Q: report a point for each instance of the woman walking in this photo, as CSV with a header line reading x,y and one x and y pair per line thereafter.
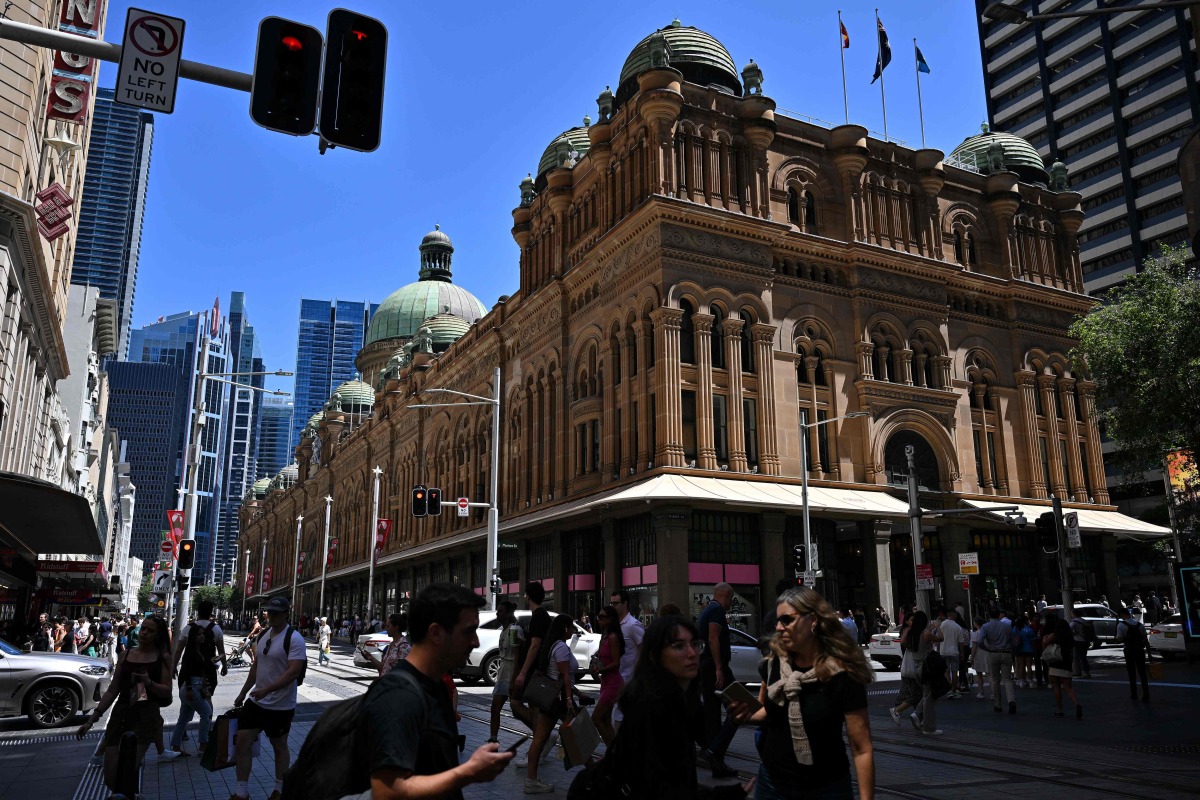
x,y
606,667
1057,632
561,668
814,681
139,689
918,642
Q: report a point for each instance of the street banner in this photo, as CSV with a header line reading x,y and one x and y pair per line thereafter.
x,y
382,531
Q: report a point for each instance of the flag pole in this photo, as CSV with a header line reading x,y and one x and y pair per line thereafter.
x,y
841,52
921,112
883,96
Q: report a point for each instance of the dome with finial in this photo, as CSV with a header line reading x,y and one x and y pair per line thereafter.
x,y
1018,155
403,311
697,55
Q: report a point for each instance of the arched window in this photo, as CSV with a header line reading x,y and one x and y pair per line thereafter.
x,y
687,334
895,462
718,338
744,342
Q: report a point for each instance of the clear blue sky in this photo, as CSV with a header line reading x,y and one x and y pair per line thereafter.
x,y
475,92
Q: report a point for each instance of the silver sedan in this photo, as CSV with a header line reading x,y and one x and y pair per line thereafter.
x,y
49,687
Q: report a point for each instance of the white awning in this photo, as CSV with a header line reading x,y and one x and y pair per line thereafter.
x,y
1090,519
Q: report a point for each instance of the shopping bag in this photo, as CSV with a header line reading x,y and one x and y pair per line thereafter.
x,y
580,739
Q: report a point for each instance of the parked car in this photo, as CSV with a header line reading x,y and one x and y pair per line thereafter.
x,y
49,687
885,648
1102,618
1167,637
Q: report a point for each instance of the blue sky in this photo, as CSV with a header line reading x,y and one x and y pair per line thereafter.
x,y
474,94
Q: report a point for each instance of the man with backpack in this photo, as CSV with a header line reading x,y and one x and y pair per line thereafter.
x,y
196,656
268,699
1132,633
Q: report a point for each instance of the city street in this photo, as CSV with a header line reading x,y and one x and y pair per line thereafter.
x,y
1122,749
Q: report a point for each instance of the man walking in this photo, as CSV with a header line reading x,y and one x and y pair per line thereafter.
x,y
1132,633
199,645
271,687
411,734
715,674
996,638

**WORK TO DO:** Exclude the pictures and transcribe all of the entries exactly.

**ANSWER TO THIS PROBLEM:**
Q: report a point for each instance of the woman walking in this photo, as CSV with a header line reading x,y and one x and y pair per line thereafter.
x,y
606,667
1057,632
561,668
814,681
139,689
918,642
Q: report a point for each instance of the street banner in this photo, as CSV with a header line reading x,y and one x and y pair per line thereafter.
x,y
382,531
Q: report a point for each instance of the flag pole in this photo, as CSV with a header line reading x,y and one x and y pair per line thereafter.
x,y
841,52
921,112
883,96
Q: report a point for each instance of the dome with finial in this photo, as CSV with a header line reading x,y and one x and y pair per line thereafter.
x,y
1018,155
403,311
697,55
Q: report a point for each instance of the arched window in this photo, as CSV with a header line reading x,y and one x and y pair per line thereafter.
x,y
687,334
895,462
718,338
744,342
Q: report a point for each instance of the clear blue sky in this photo, as CSV with a header line reading x,y and one x and y pair per line thereafter.
x,y
475,92
Q: report a point for each instance of the silver sedan in this photo, as CSV with a header line reading x,y and one x and y pair per line thereafter.
x,y
49,687
Q: report a point for each instance of the white awning in this photo, as CSV with a header line reading x,y and one x and y pair per line thereafter.
x,y
1090,519
Q: report a point for each instance of the shopping bag in this photo, as CSV with a header line reading x,y and one x and y pair per line thereafter.
x,y
580,739
Q: report a point for each instance of the parked car in this photo, as CSV with a header line reading x,y and one x and y pair per line thereafter.
x,y
49,687
885,648
1102,618
1167,637
Q: report a point for each instance of the blue sky in this photo, as CSV with a header line reading x,y and one x and y pair per line thereafter.
x,y
474,94
Q: report a point for each instance of the man with backpack in this photo, as CSV with a header line reading x,y and one x and y pair per line thereafter.
x,y
196,656
268,699
1132,633
Q: report a point for each instance of the city street in this photo, as CSV with a header line reading x,y and one x and y pair per line thereafter.
x,y
1122,749
Q: report a point for each instance of the man walking in this photo, as CSV with a header line reading x,y and one x and y pair per line thereafter.
x,y
1132,633
199,645
271,687
411,734
715,674
996,638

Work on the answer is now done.